Render the lines below as a JSON list of strings with one string per line, leaving out any blank lines.
BEGIN THE INPUT
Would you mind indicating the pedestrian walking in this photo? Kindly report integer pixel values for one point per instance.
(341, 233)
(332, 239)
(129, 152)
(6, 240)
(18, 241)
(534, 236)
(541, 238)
END THE INPUT
EXERCISE RESULT:
[
  "Would you mind indicating the pedestrian walking in this photo? Kindly report integer pixel values for one point per instance.",
  "(341, 233)",
  "(332, 239)",
  "(129, 152)",
  "(6, 240)",
  "(18, 241)",
  "(534, 236)",
  "(541, 238)"
]